● **Brief A**
According to the Bai T. Moore biography, at which university did Moore train as an agriculturist?
● **Brief B**
Return the stretch of the Bai T. Moore biography from "In 1962, Moore" through "age of seventy-one.", copied word for word.

● **Article**
:::::

Bai Tamia Johnson Moore (12 October 1916 – 10 January 1988), commonly known by his pen-name, Bai T. Moore, was a Liberian poet, novelist, folklorist and essayist. He also held various cultural, educational and tourism posts both for the Liberian government and for UNESCO, and was the founder of Liberia's National Cultural Center. He is best known for his novella ''Murder in the Cassava Patch'' (1968), the tale of a crime passionel in a traditional Liberian setting.
==Life==

Moore was born in Dimeh, a traditional Gola village on the Monrovia-Tubmanburg highway. He trained overseas as an agriculturist at Virginia Union University before returning to Liberia in 1941 to take up a post in the civil service.
After co-editing, alongside Roland T. Dempster and T. H. Carey, the Liberian poetry collection, ''Echoes from the Valley: Being Odes and Other Poems'' (1947), he was seconded to work for UNESCO on its Liberia desk. In 1957, he headed the government's Fundamental Education project designed to bring education and information to rural Liberia.,〔(Article by Tarty Teh on information and misinformation in Liberia )〕 when President William Tubman appointed him Under-Secretary of State for Cultural Affairs.
In 1962, Moore was one of a team of Vai scholars who took part in a conference at the University of Liberia to standardise the Vai script for modern usage.〔(Proposal to add the Vai Script to the BMP of the UCS: Michael Everson, Charles Riley and José Rivera. ) See (BMP and UCS)〕
The publication of Murder in the Cassava Patch secured Moore's reputation as Liberia's best-known writer, and its popularity ensured that he was able to maintain his public position through some of the most turbulent years of Liberia's history. Under the government of President Samuel Doe, Moore was appointed Minister for Cultural Affairs and Tourism, a position that he held at the time of his sudden death at the age of seventy-one.

:::::

● **Extracted records**
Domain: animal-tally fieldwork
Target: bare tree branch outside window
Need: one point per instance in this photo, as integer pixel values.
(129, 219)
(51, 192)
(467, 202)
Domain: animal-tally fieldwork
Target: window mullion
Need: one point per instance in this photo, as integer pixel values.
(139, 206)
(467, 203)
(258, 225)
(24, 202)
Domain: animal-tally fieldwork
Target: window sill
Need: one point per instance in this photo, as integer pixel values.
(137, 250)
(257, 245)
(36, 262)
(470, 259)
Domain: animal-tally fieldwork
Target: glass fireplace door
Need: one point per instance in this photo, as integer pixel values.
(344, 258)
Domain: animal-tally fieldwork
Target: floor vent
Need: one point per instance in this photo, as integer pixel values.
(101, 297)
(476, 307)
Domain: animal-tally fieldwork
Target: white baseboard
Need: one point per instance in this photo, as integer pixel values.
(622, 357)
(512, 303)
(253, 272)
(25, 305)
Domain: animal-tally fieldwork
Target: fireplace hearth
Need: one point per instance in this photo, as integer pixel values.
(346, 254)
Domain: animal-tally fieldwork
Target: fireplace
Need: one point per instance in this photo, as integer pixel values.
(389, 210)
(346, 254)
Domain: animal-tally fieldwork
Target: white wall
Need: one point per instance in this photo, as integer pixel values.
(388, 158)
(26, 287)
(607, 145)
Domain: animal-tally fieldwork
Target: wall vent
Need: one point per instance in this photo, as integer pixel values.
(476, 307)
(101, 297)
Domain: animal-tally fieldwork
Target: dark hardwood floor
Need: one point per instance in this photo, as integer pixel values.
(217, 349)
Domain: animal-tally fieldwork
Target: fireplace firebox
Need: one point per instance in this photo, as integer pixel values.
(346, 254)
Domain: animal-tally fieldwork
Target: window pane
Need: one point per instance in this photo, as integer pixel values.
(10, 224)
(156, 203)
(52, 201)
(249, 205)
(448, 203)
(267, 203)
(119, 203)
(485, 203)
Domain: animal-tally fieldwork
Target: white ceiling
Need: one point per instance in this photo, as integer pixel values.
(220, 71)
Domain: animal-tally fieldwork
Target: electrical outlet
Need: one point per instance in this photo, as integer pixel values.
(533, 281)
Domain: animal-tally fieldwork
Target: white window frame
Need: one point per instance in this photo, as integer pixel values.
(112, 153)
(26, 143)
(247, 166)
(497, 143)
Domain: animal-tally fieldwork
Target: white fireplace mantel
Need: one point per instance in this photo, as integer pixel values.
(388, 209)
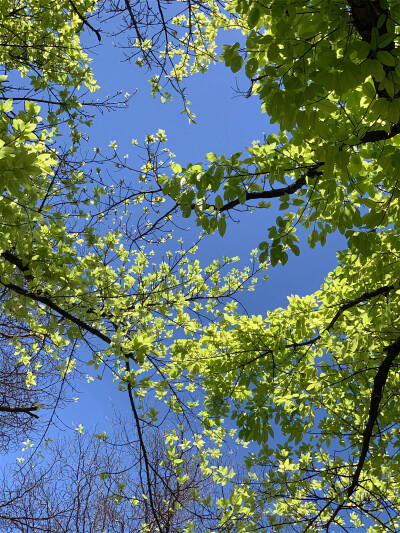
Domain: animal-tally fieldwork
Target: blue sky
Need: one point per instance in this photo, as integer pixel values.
(226, 123)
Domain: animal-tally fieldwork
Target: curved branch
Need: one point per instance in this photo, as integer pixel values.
(380, 380)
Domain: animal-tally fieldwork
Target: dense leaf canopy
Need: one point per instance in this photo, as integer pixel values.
(307, 394)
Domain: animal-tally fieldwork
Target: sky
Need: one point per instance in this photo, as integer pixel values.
(226, 123)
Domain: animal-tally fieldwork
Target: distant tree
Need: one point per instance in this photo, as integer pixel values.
(78, 240)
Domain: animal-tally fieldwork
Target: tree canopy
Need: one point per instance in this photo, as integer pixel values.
(93, 270)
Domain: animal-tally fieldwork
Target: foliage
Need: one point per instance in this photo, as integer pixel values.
(311, 390)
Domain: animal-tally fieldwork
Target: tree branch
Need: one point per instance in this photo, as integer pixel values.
(27, 410)
(380, 380)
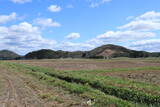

:::::

● **Complete response A**
Virginia Union University

● **Complete response B**
In 1962, Moore was one of a team of Vai scholars who took part in a conference at the University of Liberia to standardise the Vai script for modern usage.〔(Proposal to add the Vai Script to the BMP of the UCS: Michael Everson, Charles Riley and José Rivera. ) See (BMP and UCS)〕
The publication of Murder in the Cassava Patch secured Moore's reputation as Liberia's best-known writer, and its popularity ensured that he was able to maintain his public position through some of the most turbulent years of Liberia's history. Under the government of President Samuel Doe, Moore was appointed Minister for Cultural Affairs and Tourism, a position that he held at the time of his sudden death at the age of seventy-one.